** Start of Records supplied **

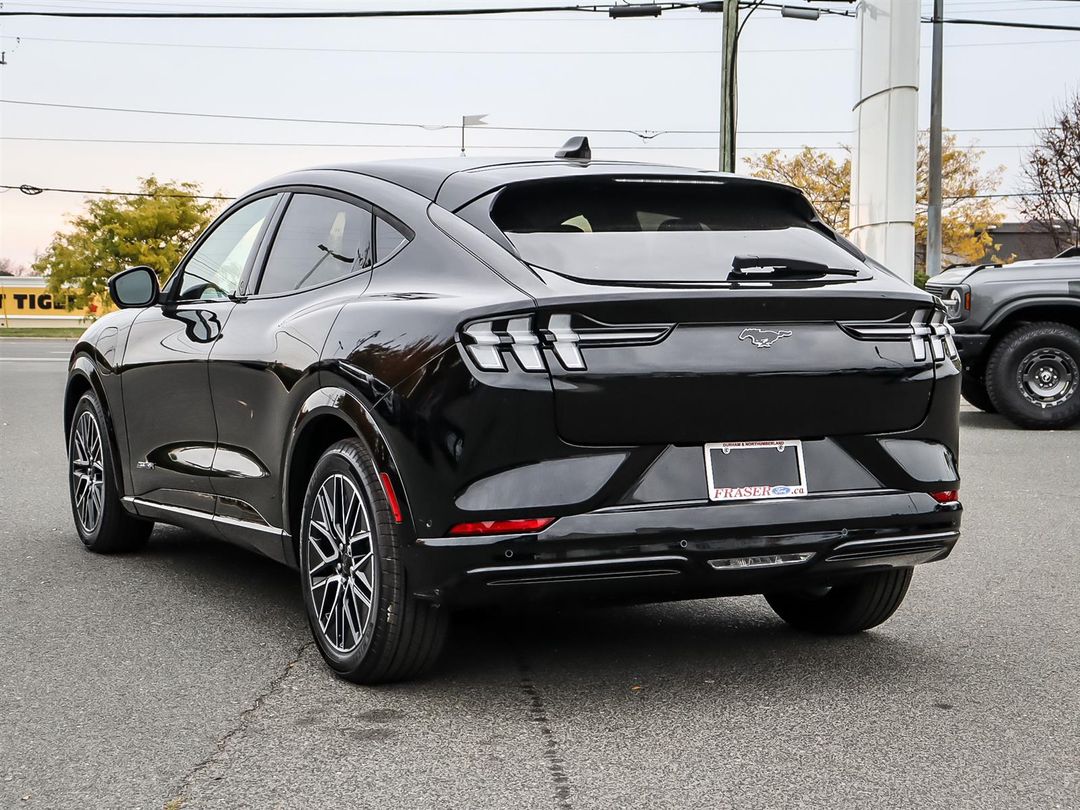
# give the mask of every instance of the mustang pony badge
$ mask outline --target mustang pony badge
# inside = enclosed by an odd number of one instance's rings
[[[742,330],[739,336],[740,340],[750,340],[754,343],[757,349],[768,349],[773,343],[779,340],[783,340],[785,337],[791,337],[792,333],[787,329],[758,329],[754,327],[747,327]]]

** End of Records supplied **
** Start of Records supplied **

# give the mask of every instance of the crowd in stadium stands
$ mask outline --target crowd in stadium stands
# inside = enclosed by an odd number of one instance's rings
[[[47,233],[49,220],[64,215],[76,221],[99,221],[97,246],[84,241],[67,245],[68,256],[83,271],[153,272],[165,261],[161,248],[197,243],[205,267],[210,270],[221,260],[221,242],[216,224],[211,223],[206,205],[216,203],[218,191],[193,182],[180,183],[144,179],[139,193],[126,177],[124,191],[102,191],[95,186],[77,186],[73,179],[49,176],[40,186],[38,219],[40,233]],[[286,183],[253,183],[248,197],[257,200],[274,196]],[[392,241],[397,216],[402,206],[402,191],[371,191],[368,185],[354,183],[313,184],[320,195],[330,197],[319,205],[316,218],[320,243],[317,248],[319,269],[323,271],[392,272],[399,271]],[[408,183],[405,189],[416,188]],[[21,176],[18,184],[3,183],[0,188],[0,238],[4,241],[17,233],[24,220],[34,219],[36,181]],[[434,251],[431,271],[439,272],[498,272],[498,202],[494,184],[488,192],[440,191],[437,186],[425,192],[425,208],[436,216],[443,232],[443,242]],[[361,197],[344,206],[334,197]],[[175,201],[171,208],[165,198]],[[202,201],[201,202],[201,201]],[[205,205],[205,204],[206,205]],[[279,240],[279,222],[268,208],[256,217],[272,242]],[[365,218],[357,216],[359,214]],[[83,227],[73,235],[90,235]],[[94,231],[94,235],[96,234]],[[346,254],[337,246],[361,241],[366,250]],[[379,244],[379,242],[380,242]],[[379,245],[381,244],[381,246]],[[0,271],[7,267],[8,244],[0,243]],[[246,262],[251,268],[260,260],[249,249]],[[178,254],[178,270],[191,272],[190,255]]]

** End of Records supplied **
** Start of Records supplied **

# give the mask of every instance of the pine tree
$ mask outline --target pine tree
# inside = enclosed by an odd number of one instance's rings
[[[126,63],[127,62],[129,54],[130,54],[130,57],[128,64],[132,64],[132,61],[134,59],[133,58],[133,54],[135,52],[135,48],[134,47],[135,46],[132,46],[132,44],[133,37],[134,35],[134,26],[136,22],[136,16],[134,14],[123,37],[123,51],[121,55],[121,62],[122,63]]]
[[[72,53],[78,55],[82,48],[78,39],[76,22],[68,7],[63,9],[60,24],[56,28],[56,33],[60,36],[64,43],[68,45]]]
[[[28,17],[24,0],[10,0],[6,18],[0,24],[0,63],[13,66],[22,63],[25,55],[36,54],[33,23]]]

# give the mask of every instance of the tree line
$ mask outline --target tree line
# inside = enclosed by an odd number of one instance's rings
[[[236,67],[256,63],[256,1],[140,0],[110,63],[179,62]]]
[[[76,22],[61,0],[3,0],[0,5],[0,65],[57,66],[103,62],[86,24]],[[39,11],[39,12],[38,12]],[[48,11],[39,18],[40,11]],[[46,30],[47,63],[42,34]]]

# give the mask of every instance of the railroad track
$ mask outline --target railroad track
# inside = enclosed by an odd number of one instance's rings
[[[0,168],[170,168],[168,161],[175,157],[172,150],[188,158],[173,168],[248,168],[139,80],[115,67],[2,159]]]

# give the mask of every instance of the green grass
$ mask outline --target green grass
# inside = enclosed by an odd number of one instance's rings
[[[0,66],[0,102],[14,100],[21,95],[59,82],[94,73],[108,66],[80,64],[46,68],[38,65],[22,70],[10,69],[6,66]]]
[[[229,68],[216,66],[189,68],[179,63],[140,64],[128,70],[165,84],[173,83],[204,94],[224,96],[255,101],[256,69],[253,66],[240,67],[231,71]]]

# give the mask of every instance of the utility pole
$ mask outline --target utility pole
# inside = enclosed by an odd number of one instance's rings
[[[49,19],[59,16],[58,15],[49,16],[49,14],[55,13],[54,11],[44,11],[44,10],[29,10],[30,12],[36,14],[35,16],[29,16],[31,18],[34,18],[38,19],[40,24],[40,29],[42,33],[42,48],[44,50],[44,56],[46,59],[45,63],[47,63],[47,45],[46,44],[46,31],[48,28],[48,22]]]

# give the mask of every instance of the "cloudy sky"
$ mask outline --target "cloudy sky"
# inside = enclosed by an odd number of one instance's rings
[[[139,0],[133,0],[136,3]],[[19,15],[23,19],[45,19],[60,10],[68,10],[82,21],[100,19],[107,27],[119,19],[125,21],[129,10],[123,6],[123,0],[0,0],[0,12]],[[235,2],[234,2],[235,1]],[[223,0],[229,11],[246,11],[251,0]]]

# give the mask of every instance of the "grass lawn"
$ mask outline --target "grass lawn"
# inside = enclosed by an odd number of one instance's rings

** End of Records supplied **

-- Work instructions --
From the entries above, keep only the lines that contain the string "target", and treat uppercase and lowercase letters as different.

-- Exercise response --
$ mask outline --target mustang pony badge
$ mask outline --target crowd in stadium stands
$ mask outline --target pine tree
$ mask outline --target tree line
$ mask outline --target railroad track
$ mask outline --target green grass
$ mask outline --target utility pole
$ mask outline --target "cloudy sky"
$ mask outline --target "grass lawn"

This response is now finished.